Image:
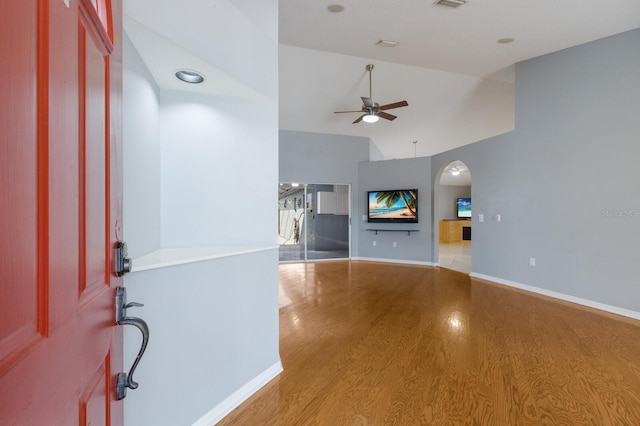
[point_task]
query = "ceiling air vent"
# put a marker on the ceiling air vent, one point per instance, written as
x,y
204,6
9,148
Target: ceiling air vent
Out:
x,y
452,4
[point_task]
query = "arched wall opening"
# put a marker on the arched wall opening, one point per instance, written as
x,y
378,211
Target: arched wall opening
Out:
x,y
452,217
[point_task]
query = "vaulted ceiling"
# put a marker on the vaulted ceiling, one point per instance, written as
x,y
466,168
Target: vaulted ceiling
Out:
x,y
448,64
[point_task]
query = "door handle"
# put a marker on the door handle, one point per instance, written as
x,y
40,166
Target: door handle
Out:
x,y
125,380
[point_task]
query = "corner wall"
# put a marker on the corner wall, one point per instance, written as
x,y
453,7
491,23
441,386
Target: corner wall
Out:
x,y
201,171
565,181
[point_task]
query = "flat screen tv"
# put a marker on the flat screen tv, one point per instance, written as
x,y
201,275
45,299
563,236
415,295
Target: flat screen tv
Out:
x,y
464,208
394,206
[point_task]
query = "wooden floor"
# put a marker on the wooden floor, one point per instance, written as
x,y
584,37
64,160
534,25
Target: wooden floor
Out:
x,y
382,344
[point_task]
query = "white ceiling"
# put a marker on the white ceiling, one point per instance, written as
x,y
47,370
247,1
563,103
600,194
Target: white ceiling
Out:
x,y
457,79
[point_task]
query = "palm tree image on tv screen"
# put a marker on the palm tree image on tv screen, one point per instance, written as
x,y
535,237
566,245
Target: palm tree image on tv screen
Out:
x,y
393,206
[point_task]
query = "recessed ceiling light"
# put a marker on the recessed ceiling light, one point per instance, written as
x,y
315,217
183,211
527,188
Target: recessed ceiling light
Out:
x,y
335,8
387,43
190,76
370,118
450,3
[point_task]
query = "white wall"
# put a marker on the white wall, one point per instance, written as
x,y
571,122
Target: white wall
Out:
x,y
219,162
141,155
202,171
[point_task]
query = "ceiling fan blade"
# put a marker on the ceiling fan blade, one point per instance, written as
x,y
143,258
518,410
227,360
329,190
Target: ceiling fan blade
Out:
x,y
394,105
387,116
367,102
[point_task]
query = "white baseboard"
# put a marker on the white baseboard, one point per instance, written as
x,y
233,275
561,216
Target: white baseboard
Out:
x,y
401,261
239,396
568,298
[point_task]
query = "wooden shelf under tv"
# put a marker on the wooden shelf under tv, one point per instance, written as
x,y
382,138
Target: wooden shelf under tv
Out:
x,y
408,231
451,230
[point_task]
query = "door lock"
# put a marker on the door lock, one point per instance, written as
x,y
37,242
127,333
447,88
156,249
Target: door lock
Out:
x,y
123,262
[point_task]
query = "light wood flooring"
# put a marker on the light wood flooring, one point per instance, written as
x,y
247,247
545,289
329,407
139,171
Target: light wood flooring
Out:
x,y
384,344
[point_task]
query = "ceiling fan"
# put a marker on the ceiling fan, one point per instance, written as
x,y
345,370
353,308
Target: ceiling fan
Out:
x,y
372,111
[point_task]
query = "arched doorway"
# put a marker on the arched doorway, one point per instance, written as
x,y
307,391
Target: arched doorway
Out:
x,y
453,217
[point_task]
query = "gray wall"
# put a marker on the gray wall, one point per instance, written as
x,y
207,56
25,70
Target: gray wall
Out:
x,y
565,181
396,174
323,158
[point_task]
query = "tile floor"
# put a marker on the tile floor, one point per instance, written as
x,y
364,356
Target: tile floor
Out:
x,y
456,256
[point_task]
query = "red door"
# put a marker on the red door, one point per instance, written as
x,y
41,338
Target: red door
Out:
x,y
60,211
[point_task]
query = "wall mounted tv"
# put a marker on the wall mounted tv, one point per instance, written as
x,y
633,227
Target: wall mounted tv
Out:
x,y
394,206
464,208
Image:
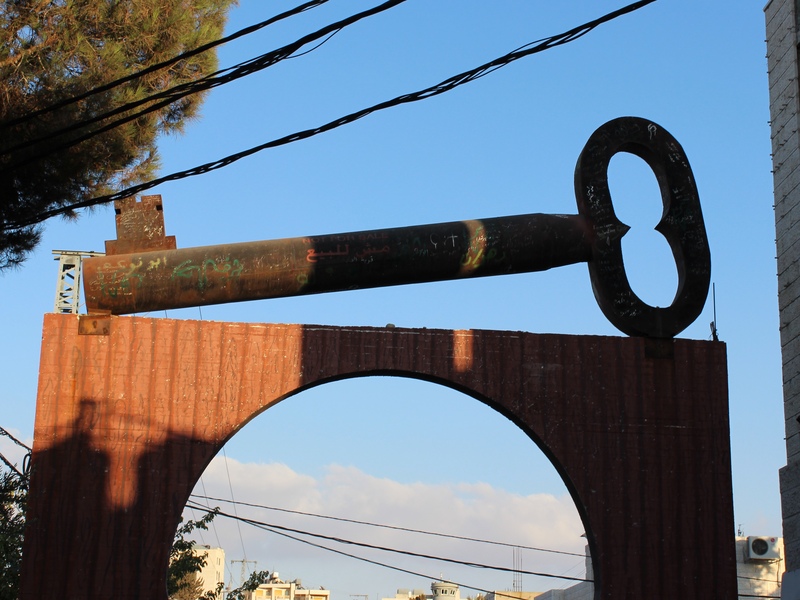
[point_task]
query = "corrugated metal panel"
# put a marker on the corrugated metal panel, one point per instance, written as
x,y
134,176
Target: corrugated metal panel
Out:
x,y
127,422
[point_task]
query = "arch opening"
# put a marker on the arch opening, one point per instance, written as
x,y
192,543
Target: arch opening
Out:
x,y
401,452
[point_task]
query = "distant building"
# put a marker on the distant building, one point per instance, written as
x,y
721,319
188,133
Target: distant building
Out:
x,y
277,589
213,573
444,590
498,595
406,594
759,569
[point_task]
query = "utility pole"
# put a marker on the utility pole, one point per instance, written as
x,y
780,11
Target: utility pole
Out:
x,y
244,562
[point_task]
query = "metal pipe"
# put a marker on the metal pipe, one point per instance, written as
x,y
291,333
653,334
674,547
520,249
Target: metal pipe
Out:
x,y
176,278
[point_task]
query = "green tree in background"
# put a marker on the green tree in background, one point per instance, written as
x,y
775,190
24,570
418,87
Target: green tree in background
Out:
x,y
52,50
13,494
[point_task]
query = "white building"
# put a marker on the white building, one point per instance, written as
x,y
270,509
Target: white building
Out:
x,y
213,573
277,589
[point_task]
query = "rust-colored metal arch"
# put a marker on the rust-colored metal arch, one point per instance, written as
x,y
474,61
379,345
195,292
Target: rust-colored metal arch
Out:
x,y
129,415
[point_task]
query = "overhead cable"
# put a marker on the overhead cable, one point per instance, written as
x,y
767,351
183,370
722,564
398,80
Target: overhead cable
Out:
x,y
393,527
280,530
440,88
164,64
159,100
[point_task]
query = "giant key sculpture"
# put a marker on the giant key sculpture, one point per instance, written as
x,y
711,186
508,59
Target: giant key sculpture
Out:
x,y
159,278
132,409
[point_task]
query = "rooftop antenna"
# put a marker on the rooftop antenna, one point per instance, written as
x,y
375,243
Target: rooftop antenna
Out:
x,y
714,333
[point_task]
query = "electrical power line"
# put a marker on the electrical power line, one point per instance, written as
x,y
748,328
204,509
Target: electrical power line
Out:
x,y
167,97
164,64
279,530
393,527
440,88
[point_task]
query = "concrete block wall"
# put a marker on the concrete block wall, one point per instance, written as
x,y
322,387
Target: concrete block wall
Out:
x,y
781,17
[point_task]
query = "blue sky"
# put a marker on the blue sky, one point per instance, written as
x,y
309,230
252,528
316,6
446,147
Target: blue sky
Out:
x,y
506,144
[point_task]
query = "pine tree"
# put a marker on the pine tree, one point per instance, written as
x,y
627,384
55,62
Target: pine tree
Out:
x,y
13,495
52,50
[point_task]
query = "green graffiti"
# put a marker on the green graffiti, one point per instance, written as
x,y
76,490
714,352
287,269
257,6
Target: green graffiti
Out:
x,y
220,271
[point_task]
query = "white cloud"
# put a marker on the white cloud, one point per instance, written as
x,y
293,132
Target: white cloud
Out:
x,y
474,510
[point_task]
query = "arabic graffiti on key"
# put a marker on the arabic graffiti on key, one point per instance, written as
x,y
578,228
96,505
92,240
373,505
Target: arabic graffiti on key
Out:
x,y
225,269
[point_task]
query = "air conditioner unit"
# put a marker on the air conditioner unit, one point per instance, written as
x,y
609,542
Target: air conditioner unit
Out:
x,y
763,548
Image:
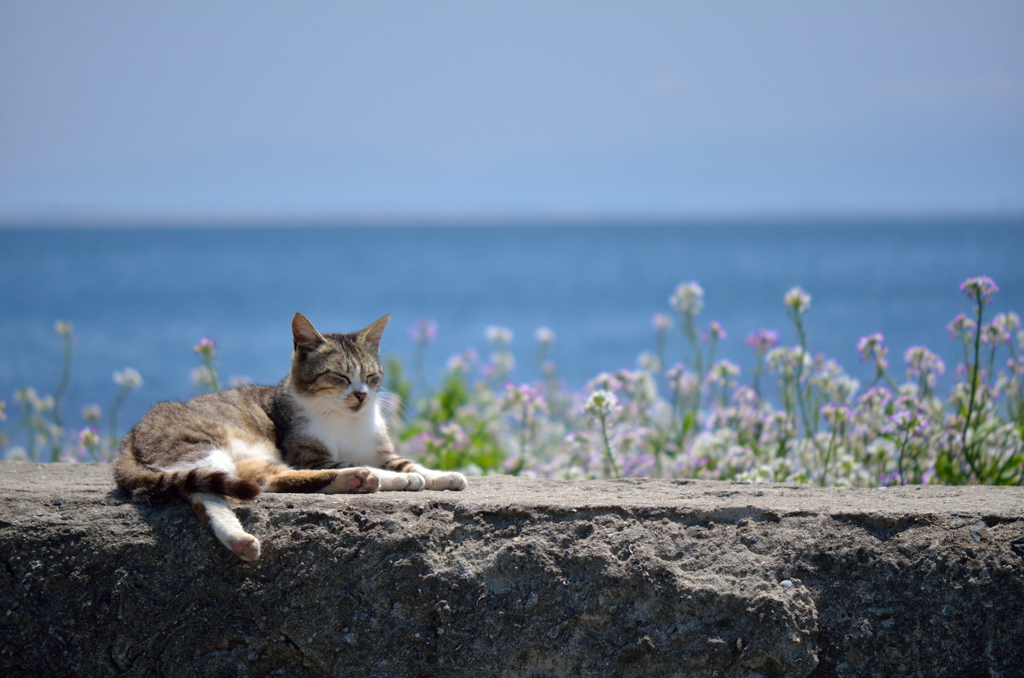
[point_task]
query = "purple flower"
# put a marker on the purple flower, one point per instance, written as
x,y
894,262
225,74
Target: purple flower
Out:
x,y
923,364
762,340
993,335
423,331
836,415
979,289
870,345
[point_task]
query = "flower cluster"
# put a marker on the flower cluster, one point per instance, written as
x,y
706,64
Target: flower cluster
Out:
x,y
694,418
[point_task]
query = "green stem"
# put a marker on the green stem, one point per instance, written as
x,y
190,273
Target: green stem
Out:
x,y
607,443
974,388
61,386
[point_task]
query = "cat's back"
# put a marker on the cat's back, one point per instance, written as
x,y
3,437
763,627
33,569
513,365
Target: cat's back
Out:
x,y
173,432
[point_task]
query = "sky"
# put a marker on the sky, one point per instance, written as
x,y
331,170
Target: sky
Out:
x,y
345,110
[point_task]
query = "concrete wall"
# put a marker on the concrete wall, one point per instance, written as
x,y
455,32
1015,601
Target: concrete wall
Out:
x,y
515,578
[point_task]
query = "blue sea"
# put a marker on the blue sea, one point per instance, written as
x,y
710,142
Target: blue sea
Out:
x,y
142,297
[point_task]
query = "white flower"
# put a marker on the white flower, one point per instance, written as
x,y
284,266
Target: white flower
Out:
x,y
92,414
601,403
545,336
649,363
688,299
498,335
129,378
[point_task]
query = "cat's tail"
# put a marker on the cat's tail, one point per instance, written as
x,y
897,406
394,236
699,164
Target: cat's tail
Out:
x,y
144,483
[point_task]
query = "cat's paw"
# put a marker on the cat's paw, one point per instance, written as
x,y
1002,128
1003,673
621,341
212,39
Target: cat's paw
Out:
x,y
416,482
455,481
361,481
245,546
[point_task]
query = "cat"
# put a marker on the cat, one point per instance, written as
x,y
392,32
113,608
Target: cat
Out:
x,y
320,430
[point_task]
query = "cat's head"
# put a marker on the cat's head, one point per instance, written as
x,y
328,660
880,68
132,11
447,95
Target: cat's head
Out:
x,y
337,372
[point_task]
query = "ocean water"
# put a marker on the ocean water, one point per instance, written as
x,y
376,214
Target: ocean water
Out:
x,y
142,297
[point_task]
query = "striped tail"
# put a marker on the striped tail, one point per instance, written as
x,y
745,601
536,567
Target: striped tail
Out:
x,y
143,483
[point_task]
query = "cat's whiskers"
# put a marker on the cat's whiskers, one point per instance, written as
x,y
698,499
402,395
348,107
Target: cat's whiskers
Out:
x,y
390,404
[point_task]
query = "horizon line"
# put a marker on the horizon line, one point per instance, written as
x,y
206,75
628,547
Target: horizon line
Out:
x,y
298,218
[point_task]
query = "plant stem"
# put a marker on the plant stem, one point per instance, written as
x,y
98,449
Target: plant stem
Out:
x,y
974,388
607,443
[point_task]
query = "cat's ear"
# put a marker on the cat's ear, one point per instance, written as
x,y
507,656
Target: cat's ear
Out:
x,y
372,335
304,334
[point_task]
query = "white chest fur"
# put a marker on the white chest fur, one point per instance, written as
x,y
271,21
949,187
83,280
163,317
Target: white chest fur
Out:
x,y
351,437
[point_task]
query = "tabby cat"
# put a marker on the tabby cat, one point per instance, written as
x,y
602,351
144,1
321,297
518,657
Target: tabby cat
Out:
x,y
321,429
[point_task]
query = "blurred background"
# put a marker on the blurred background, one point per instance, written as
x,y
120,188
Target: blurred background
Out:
x,y
169,171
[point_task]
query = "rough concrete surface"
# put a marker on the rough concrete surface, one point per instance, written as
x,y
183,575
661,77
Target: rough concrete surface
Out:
x,y
515,577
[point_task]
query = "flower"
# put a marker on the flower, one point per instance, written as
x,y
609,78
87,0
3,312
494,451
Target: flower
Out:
x,y
649,363
722,372
423,331
454,434
501,364
871,345
88,437
660,322
687,299
91,414
523,401
923,364
979,289
994,334
836,415
544,336
798,299
129,378
206,346
498,335
762,340
601,404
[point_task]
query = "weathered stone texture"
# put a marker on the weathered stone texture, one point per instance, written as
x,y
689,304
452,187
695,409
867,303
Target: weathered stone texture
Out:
x,y
515,578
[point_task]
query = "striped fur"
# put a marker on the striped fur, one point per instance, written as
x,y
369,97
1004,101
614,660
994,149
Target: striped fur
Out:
x,y
320,430
143,483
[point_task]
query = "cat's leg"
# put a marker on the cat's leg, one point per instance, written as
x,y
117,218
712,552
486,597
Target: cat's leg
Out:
x,y
431,479
216,512
278,477
394,480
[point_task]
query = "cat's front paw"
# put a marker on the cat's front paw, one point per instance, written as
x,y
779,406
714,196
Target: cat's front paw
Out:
x,y
453,480
363,481
416,482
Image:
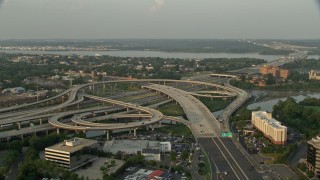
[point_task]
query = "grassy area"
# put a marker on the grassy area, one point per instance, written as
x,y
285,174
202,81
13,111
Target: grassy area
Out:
x,y
317,108
214,104
176,130
207,165
171,109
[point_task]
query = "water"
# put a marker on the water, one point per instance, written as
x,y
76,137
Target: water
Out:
x,y
267,105
180,55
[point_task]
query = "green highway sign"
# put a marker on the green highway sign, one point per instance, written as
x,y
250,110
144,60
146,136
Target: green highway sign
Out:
x,y
226,134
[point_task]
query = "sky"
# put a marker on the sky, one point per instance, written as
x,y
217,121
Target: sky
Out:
x,y
158,19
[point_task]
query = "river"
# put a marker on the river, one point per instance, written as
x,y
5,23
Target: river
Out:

+--

* What you have to do:
Lines that contain "vaulted" are the result; find them in the entries above and copy each one.

* Solution to the exercise:
query = "vaulted ceiling"
# put a marker on the vaulted ceiling, one point per instance, written as
Target: vaulted ceiling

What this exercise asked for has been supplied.